→ SELECTED PASSAGE:

-- Opening Marker --

Embedding effective digital practices so that sales teams actually end up gathering the right insights and then know how to act on them is therefore an imperative. It is therefore necessary to rethink how sales teams work with these new blended approaches to the digital and the personal and to train them appropriately.
Sales teams need to be trained to use CRM systems to best effect and there is much work to be done here. Too seldom commercial teams’ use of these systems does little to capture customer dialogues, to personalise an engagement or tie in other relevant data from marketing.
Finding Data Talent
Creating a truly omnichannel commercial capability goes beyond skilling up the sales and MRs, however. Finding and hiring the right talent with skillsets that can make the most of the new digital capabilities are essential too.
Some of the most in demand skills may be best brought into the organisation from beyond the pharma sector.
Design thinking, empathy and ideation are creative processes that senior data leaders from outside the industry can often bring to pharma organizations, which can help transform the culture of data sharing, says Kanisch.
In some cases, pharma will need to work to nurture entirely new roles and capabilities, he adds.
“We are seeing other new roles evolving - data scientists, multichannel coaches, digital content design experts, customer experience coordinators, innovation partnership scouts, AI and RPA evangelists - these are the kinds of expertise we need.”
Filling the content gap
And of course pharma also needs to meet the information needs of doctors. The sheer volume and variety of content that is required to create and maintain this digital engagement ecosystem entails a lot more investment beyond investing in IT platforms and the digital tools that sit on them. 
It entails a radical re-working of relationships with content creators, content agencies and also with regulatory groups to enable better tailored content to be created faster. “To attract more HCPs online, we need to create and update content across various channels, which respond to HCP demand in a timely manner,” says Maeda.
Creating the right tools to track and measure their consumption of it is also important, says Adachi. “It is necessary to trace the data in the digital channels. Surprisingly, only some pharma companies in Japan can manage it at this moment. 
“And pharma should analyse data and integrate with off-line channel data from MRs to realise more tailored promotion activities. Ideally they will also aggregate data from call centers or MSLs as well and integrate it with other data to make outcomes more accurate.”
For those sales leaders that succeed in getting the new rules of engagement right, the prizes are great.
The scope to use digital tools to gather better and more timely information, to enhance engagement and to build deeper understanding that improves the job the sales team does, is vast. 
It stands to reason that more relevant insights into the needs and preferences of doctors leads to better discussions with them, in turn generating valuable new insights. 
Better use of digital tools should also mean sales and marketing efforts can dovetail much more effectively, with marketing sharing its campaign data so that sales colleagues can blend it with personalised data gathered remotely and face to face.
Providing post webinar or conference portals offers another opportunity to use digital tools to engage more closely by offering relevant information and gather actionable insights, offering a ‘before, during and after’ customer experience that is sustained and consistent.
Thanks to new digital tools and the growth of rich data sets to which they can be applied, those able to understand their customers almost down to the individual will be able to quickly adapt and can expect to see accelerating returns from their sales and marketing efforts.
The positive feedback loops they establish, with results over weeks or even days in some cases, will leave less nimble rivals behind.

-- Closing Marker --

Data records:
-- Opening Marker --

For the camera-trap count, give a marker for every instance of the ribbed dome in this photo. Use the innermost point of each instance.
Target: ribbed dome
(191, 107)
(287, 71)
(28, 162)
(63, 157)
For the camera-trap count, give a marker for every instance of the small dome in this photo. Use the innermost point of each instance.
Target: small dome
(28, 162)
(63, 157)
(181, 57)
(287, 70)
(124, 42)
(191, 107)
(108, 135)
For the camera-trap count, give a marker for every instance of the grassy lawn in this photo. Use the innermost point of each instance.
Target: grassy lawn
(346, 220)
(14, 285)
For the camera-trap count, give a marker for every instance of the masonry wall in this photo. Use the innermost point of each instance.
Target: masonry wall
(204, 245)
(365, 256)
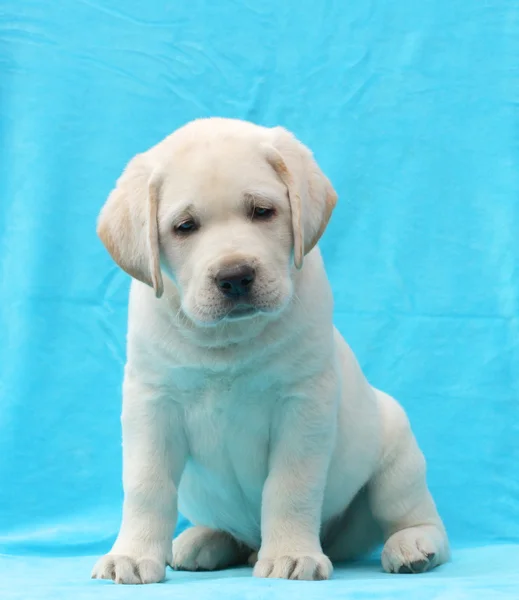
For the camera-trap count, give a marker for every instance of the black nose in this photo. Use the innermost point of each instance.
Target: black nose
(235, 282)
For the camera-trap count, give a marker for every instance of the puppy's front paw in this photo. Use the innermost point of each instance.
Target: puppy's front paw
(414, 550)
(307, 567)
(127, 569)
(204, 549)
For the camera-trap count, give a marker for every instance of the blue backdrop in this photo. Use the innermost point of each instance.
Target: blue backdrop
(411, 108)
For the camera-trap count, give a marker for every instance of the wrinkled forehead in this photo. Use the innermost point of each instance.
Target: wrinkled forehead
(219, 173)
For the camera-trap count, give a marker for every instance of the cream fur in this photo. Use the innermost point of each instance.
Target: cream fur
(258, 425)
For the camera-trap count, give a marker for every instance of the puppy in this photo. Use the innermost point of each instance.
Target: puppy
(243, 407)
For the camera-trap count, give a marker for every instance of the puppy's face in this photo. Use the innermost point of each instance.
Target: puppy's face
(225, 231)
(225, 209)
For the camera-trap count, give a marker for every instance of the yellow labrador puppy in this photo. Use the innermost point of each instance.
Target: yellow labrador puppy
(242, 404)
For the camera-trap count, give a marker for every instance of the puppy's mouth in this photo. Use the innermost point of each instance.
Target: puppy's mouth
(241, 311)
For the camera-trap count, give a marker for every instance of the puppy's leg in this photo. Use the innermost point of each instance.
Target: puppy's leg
(301, 445)
(416, 540)
(154, 453)
(203, 549)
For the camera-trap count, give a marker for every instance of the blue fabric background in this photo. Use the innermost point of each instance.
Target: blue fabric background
(411, 108)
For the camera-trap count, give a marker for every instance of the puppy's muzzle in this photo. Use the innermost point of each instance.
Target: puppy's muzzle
(235, 282)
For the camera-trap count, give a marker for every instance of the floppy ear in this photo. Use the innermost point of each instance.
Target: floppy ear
(128, 226)
(310, 193)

-- Closing Marker --

→ TASKS TO PERFORM:
1 - In the passage on pharma sales, rewrite the paragraph beginning "Better use of digital tools should also mean" more briefly, keeping its main facts.
2 - From the passage on pharma sales, copy word for word the part that opens with "Better use of" and closes with "face to face.".

→ TASK-BY-TASK OUTPUTS:
1 - Better use of digital tools should let sales and marketing work together more closely. Marketing would share its campaign data, and sales could combine it with personalized data gathered both remotely and face to face.

2 -
Better use of digital tools should also mean sales and marketing efforts can dovetail much more effectively, with marketing sharing its campaign data so that sales colleagues can blend it with personalised data gathered remotely and face to face.